En lo personal, no quiero entrar en argumentos de que una tijera sea absolutamente mejor que otra.

Yo en lo personal tomo mas en consideración los comentarios de gente comun y corriente que han usado un producto a que gente profesional que usan un producto por 2 dias y después otro.

Lo que se me hace chistoso es lo que cada quien le pone enfasis a un mismo componente. Mi idea es que la Minute es medio flexible, pero creo que la última (creo que es la que le vas a poner) ya tiene los stantchions de 32 mm y eje de 20mm, quizas funcione bien.

Yo ahora tengo una marzocchi AM SL 1 2007 con el eje de 20 mm y es una maravilla... En cuanto a diales, la Fox es la mejor, pero la Zocchi es muy buena y siento que es muy suave y no he tenido problemas con ella.


----------



## tacubaya (Jan 27, 2006)

SPV es lo mas bajo en los dampers de Manitou. TPC/ TPC+ es mucho mucho mejor. Lo mejor que le podrias hacer a esa suspensoion es "devolvearla (devolve)" para quitarle la plataforma en caso de que no la necesites ya que ña mejoraría demasiado.

Sobre Cornutt no tengo opinion, varios miembros de MTBR alegan que los shocks Cornutt son lo menos confiables que hay y que su damping es regular .He visto que pocos opinan positivamente, diciendo que por el dineral que estan pagando no reciben la calidad que esperaban.

————

Conjunto de ejercicios:
a: Según el fragmento, ¿qué suspensión tiene ahora quien escribe el primer mensaje?
b: Imprime la parte del fragmento que empieza con "En lo personal, no" y sigue hasta "problemas con ella.".

————

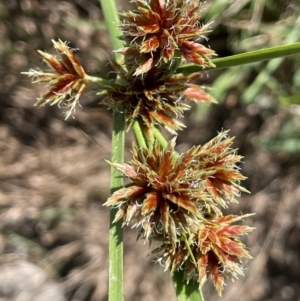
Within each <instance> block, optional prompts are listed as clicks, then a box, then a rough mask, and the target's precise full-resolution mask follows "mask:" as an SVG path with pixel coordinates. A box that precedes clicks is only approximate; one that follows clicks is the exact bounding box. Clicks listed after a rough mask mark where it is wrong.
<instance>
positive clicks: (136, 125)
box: [132, 120, 147, 148]
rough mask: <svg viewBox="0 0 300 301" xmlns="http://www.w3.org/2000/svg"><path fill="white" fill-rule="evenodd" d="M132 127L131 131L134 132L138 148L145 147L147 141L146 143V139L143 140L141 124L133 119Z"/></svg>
mask: <svg viewBox="0 0 300 301" xmlns="http://www.w3.org/2000/svg"><path fill="white" fill-rule="evenodd" d="M132 129H133V133H134V136H135V140H136V143H137V145H138V147H139V148H147V143H146V140H145V137H144V134H143V130H142V129H141V126H140V124H139V122H138V121H137V120H135V121H134V122H133V126H132Z"/></svg>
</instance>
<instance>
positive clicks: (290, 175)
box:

————

Respuestas a ejercicios:
a: Una marzocchi AM SL 1 2007 con eje de 20 mm.

b:
En lo personal, no quiero entrar en argumentos de que una tijera sea absolutamente mejor que otra.

Yo en lo personal tomo mas en consideración los comentarios de gente comun y corriente que han usado un producto a que gente profesional que usan un producto por 2 dias y después otro.

Lo que se me hace chistoso es lo que cada quien le pone enfasis a un mismo componente. Mi idea es que la Minute es medio flexible, pero creo que la última (creo que es la que le vas a poner) ya tiene los stantchions de 32 mm y eje de 20mm, quizas funcione bien.

Yo ahora tengo una marzocchi AM SL 1 2007 con el eje de 20 mm y es una maravilla... En cuanto a diales, la Fox es la mejor, pero la Zocchi es muy buena y siento que es muy suave y no he tenido problemas con ella.